Records of labeled points:

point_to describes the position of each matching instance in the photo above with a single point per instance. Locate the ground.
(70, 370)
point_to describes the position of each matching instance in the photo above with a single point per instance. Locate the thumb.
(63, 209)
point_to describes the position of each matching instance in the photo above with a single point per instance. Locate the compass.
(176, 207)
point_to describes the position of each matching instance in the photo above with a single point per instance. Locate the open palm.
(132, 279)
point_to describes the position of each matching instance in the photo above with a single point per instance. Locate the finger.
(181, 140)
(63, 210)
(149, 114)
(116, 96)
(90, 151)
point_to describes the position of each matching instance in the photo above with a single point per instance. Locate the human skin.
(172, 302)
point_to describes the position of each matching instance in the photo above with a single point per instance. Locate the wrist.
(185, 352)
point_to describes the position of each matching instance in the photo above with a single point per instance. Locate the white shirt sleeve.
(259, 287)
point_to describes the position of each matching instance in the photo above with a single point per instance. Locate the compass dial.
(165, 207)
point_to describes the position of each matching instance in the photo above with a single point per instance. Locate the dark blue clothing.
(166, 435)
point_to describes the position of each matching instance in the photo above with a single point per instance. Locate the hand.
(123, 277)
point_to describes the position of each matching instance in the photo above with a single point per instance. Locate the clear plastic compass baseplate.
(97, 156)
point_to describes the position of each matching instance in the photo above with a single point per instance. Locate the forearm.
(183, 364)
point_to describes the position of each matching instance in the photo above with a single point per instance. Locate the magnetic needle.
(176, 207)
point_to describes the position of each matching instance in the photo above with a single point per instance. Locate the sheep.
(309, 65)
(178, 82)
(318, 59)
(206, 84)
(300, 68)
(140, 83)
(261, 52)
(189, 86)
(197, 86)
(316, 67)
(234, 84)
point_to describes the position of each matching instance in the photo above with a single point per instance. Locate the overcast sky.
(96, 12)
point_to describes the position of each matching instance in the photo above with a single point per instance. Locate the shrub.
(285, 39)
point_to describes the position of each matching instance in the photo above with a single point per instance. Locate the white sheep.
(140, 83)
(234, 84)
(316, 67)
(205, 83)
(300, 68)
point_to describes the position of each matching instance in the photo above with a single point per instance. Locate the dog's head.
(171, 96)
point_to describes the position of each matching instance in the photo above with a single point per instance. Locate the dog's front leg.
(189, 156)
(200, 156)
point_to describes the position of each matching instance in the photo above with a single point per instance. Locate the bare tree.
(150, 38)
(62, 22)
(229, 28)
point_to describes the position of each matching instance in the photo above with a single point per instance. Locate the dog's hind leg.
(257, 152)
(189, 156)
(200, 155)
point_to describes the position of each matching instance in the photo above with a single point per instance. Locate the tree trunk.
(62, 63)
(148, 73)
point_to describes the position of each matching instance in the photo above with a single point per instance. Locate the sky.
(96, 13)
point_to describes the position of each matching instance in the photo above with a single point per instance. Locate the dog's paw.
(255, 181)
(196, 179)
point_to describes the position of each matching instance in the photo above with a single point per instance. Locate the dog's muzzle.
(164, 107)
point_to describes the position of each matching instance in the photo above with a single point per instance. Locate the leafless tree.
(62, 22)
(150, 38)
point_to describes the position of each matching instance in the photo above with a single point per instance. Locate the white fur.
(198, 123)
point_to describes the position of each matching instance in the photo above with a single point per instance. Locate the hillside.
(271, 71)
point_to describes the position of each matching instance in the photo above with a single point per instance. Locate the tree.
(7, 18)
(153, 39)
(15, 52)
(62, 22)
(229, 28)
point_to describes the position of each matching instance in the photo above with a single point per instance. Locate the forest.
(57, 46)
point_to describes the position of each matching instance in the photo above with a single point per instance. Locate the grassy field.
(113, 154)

Stated goal:
Reproduce word for word the lines from the one containing "Locate the tree." through the end of the records, both included.

Final answer:
point_to describes the position of each matching instance in the photo above with a single point per instance. Locate the tree.
(7, 18)
(153, 39)
(15, 52)
(62, 22)
(229, 28)
point_to describes the position of each matching instance in the photo above with a single point per instance. Locate the forest.
(57, 46)
point_to describes the position of each matching instance in the photo above with a single point per instance. Locate the grassy field.
(113, 154)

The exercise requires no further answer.